» Dataset
——

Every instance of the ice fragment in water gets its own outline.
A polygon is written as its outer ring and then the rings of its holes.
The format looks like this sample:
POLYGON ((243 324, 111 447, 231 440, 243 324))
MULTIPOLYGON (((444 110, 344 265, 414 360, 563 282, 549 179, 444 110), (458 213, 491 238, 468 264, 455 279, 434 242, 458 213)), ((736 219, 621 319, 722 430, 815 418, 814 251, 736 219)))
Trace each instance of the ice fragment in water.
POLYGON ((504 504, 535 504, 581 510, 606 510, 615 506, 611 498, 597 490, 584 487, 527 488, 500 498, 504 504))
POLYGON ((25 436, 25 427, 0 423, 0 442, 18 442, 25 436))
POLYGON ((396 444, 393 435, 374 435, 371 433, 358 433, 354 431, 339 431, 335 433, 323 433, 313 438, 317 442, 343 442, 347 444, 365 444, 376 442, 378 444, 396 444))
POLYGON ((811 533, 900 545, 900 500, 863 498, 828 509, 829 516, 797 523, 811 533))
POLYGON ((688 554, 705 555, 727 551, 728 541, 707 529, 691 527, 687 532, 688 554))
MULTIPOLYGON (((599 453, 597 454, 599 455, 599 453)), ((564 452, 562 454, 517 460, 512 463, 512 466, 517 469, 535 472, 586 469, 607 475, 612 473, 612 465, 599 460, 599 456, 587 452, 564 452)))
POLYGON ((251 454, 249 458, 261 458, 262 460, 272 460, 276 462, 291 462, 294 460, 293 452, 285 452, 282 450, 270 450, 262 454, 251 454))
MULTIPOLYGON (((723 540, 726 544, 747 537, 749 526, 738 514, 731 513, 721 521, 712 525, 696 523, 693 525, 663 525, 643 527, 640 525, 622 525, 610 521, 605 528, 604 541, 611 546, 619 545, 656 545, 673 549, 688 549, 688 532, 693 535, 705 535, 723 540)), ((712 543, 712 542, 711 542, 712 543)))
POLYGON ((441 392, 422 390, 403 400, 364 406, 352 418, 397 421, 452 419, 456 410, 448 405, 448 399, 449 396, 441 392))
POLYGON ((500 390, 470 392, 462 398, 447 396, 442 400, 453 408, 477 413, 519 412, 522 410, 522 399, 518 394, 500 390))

——

» Activity
Please return every line of the data, unaltered.

» Expected output
Every instance of the ice fragment in water gets its own outline.
A polygon is written as its outer ring and then the rings of its holes.
The format looks like this sample:
POLYGON ((243 324, 111 447, 231 440, 243 324))
MULTIPOLYGON (((444 110, 344 265, 414 360, 563 282, 549 179, 444 110), (458 213, 491 238, 468 264, 455 279, 434 242, 458 213)), ((736 219, 621 319, 722 430, 815 418, 814 251, 736 219)))
Trace each instance of the ice fragment in water.
POLYGON ((504 504, 535 504, 581 510, 606 510, 615 506, 611 498, 597 490, 584 487, 527 488, 500 498, 504 504))
POLYGON ((25 436, 25 427, 0 423, 0 442, 18 442, 25 436))
POLYGON ((396 444, 393 435, 374 435, 371 433, 358 433, 354 431, 339 431, 335 433, 323 433, 313 438, 317 442, 343 442, 347 444, 365 444, 376 442, 378 444, 396 444))
POLYGON ((811 533, 900 545, 900 500, 863 498, 828 509, 829 516, 797 523, 811 533))
POLYGON ((688 554, 705 555, 727 551, 728 541, 707 529, 691 527, 687 532, 688 554))
MULTIPOLYGON (((599 453, 597 454, 599 455, 599 453)), ((564 452, 562 454, 517 460, 512 463, 512 466, 517 469, 535 472, 586 469, 607 475, 612 473, 612 465, 599 460, 599 456, 587 452, 564 452)))
POLYGON ((251 454, 249 458, 261 458, 262 460, 272 460, 276 462, 291 462, 294 460, 293 452, 285 452, 282 450, 270 450, 262 454, 251 454))
MULTIPOLYGON (((723 540, 726 544, 747 537, 749 526, 738 514, 731 513, 721 521, 712 525, 696 523, 693 525, 663 525, 643 527, 640 525, 622 525, 610 521, 605 528, 604 541, 611 546, 619 545, 656 545, 673 549, 688 549, 688 532, 693 535, 705 535, 723 540)), ((712 543, 712 542, 711 542, 712 543)))
POLYGON ((441 392, 422 390, 403 400, 364 406, 352 418, 397 421, 452 419, 456 410, 448 405, 448 399, 449 396, 441 392))
POLYGON ((500 390, 470 392, 462 398, 447 396, 442 400, 453 408, 477 413, 519 412, 522 410, 522 399, 518 394, 500 390))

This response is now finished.